*** Task material ***

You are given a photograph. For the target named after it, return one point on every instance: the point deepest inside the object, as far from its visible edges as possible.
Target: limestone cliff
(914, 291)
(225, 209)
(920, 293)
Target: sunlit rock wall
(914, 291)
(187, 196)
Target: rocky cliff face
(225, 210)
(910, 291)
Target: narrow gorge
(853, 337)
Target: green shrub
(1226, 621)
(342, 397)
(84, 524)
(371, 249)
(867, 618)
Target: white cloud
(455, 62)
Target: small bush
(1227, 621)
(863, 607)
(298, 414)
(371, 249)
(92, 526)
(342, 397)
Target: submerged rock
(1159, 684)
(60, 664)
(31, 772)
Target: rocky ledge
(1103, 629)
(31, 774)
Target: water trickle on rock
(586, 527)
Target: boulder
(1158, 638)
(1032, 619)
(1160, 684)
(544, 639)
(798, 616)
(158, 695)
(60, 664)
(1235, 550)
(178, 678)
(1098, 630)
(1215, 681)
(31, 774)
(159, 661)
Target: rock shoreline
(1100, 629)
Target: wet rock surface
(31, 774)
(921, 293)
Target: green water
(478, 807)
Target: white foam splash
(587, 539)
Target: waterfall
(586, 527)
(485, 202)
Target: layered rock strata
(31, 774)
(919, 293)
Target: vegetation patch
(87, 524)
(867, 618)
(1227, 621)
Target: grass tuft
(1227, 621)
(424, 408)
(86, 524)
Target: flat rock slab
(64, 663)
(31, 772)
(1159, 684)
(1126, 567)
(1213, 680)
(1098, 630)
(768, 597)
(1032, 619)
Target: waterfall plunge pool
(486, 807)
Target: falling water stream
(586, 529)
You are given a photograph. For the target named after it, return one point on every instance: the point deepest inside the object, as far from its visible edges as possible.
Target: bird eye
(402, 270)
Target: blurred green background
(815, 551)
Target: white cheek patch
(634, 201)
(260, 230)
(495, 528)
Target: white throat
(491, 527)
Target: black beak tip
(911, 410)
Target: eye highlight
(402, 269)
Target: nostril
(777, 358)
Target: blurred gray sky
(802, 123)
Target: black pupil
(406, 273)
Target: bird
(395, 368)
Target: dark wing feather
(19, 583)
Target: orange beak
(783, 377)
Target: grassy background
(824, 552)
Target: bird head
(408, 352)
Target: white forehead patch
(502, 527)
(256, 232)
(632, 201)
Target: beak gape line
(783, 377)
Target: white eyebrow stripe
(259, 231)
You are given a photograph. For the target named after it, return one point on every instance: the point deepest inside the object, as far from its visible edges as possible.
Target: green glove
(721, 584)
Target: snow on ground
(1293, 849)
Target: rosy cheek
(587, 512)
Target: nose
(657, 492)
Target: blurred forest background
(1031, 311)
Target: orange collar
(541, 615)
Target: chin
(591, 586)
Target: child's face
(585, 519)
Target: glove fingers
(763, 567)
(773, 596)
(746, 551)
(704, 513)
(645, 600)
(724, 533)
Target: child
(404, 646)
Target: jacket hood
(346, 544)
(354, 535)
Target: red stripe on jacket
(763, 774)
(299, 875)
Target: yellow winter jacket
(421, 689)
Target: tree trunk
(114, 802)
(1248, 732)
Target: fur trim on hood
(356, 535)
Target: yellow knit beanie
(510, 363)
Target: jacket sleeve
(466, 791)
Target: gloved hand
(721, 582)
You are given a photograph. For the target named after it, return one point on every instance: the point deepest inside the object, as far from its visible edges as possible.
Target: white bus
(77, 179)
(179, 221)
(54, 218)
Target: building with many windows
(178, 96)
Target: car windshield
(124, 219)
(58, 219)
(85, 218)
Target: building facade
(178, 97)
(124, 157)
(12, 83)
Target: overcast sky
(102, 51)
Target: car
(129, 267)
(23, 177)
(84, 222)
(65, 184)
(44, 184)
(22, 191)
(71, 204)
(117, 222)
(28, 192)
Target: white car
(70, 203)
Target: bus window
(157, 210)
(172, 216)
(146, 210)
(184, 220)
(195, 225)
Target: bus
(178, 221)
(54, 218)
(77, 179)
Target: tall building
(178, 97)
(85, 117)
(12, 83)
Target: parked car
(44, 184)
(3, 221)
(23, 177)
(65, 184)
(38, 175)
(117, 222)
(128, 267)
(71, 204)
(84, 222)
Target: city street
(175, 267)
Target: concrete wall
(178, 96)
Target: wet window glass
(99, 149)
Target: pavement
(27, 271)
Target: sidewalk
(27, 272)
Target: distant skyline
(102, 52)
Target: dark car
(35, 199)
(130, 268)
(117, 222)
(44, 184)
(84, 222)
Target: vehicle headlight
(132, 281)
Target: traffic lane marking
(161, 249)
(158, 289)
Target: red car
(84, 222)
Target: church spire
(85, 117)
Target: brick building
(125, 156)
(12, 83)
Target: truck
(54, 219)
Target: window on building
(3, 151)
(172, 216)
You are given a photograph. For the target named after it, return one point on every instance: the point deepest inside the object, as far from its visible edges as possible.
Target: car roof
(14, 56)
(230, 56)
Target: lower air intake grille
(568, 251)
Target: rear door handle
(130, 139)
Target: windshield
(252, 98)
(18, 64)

***

◆ Problem ◆
The records above are to be restated word for word, in full.

◆ Solution for this task ◆
You are given a photograph. For the target named after it, return one point on every instance: the point deepest inside the object, as far from its visible edges as possible.
Target: limestone cliff
(914, 291)
(225, 209)
(920, 293)
Target: sunlit rock wall
(914, 291)
(187, 196)
Target: rocky cliff face
(225, 210)
(910, 291)
Target: narrow gorge
(853, 337)
Target: green shrub
(1226, 621)
(342, 397)
(84, 524)
(371, 249)
(867, 618)
Target: white cloud
(455, 62)
Target: small bush
(1227, 621)
(863, 607)
(298, 414)
(371, 249)
(92, 526)
(342, 397)
Target: submerged rock
(1159, 684)
(60, 664)
(31, 772)
Target: rocky ledge
(1103, 629)
(31, 774)
Target: water trickle on rock
(586, 527)
Target: boulder
(1158, 638)
(1032, 619)
(1160, 684)
(544, 639)
(798, 616)
(158, 695)
(60, 664)
(1235, 550)
(178, 678)
(1098, 630)
(1215, 681)
(31, 774)
(159, 661)
Target: rock shoreline
(1100, 629)
Target: wet rock surface
(31, 774)
(921, 293)
Target: green water
(478, 807)
Target: white foam splash
(587, 539)
Target: waterfall
(586, 527)
(485, 202)
Target: layered rock strata
(31, 774)
(919, 293)
Target: vegetation patch
(87, 524)
(867, 618)
(1227, 621)
Target: grass tuft
(1227, 621)
(424, 408)
(86, 524)
Target: flat rock slab
(64, 663)
(31, 772)
(1159, 684)
(1126, 567)
(1213, 680)
(1098, 630)
(768, 597)
(1032, 619)
Target: waterfall plunge pool
(486, 807)
Target: falling water stream
(586, 529)
You are given a photograph. For the target named after it, return one point on every instance: the point deepest inside the object, as far from its visible edges as possible.
Target: bird eye
(402, 270)
Target: blurred green background
(815, 551)
Target: white cheek patch
(634, 201)
(260, 230)
(495, 528)
Target: white throat
(491, 527)
Target: black beak tip
(911, 410)
Target: eye highlight
(402, 269)
Target: nostril
(777, 358)
Target: blurred gray sky
(802, 123)
Target: black pupil
(406, 273)
Target: bird
(395, 368)
Target: dark wing feather
(19, 583)
Target: orange beak
(783, 377)
Target: grassy background
(824, 552)
Target: bird head
(408, 352)
Target: white forehead patch
(502, 527)
(256, 232)
(632, 201)
Target: beak gape line
(783, 377)
Target: white eyebrow stripe
(259, 231)
You are given a photograph. For the target named after it, return one point on every instance: the point deepest inside the object, as far from its visible edges as possible.
Target: green glove
(721, 584)
Target: snow on ground
(1293, 849)
Target: rosy cheek
(587, 512)
Target: nose
(657, 492)
Target: blurred forest background
(1031, 311)
Target: orange collar
(541, 615)
Target: chin
(591, 586)
Target: child's face
(585, 519)
Target: glove fingers
(763, 567)
(773, 596)
(746, 551)
(704, 513)
(645, 600)
(724, 533)
Target: child
(404, 646)
Target: jacket hood
(346, 544)
(354, 535)
Target: red stripe on jacket
(763, 774)
(299, 875)
Target: yellow winter jacket
(421, 689)
Target: tree trunk
(114, 802)
(1248, 732)
Target: fur trim on hood
(356, 535)
Target: yellow knit beanie
(510, 363)
Target: jacket sleeve
(466, 791)
Target: gloved hand
(721, 582)
You are given a photograph. For the target named after it, return one point on every instance: the point deepest inside the object, as far from its visible edges as possible.
Target: white bus
(77, 179)
(179, 221)
(54, 218)
Target: building with many windows
(178, 96)
Target: car windshield
(124, 219)
(58, 219)
(85, 218)
Target: building facade
(178, 97)
(124, 157)
(12, 83)
Target: overcast sky
(102, 51)
Target: car
(129, 267)
(23, 177)
(84, 222)
(65, 184)
(44, 184)
(22, 191)
(71, 204)
(117, 222)
(28, 192)
Target: white car
(70, 203)
Target: bus window
(157, 210)
(172, 216)
(146, 210)
(184, 220)
(195, 225)
Target: bus
(178, 221)
(54, 218)
(77, 179)
Target: tall building
(178, 97)
(85, 117)
(12, 83)
Target: parked car
(44, 184)
(3, 221)
(23, 177)
(65, 184)
(38, 175)
(117, 222)
(128, 267)
(71, 204)
(84, 222)
Target: city street
(175, 267)
Target: concrete wall
(178, 96)
Target: wet window glass
(99, 149)
Target: pavement
(27, 271)
Target: sidewalk
(27, 272)
Target: distant skyline
(102, 52)
Target: dark car
(35, 199)
(130, 268)
(117, 222)
(44, 184)
(84, 222)
Target: vehicle headlight
(132, 281)
Target: traffic lane marking
(161, 249)
(158, 289)
Target: red car
(84, 222)
Target: church spire
(85, 117)
Target: brick building
(125, 156)
(12, 83)
Target: truck
(54, 219)
Target: window on building
(3, 151)
(172, 216)
You are given a photograph. For the target named after it, return one point on every instance: the point deepest inside the object, as far from its visible edges as possible.
Target: car roof
(14, 56)
(230, 56)
Target: lower air intake grille
(568, 251)
Target: rear door handle
(130, 139)
Target: windshield
(252, 98)
(18, 64)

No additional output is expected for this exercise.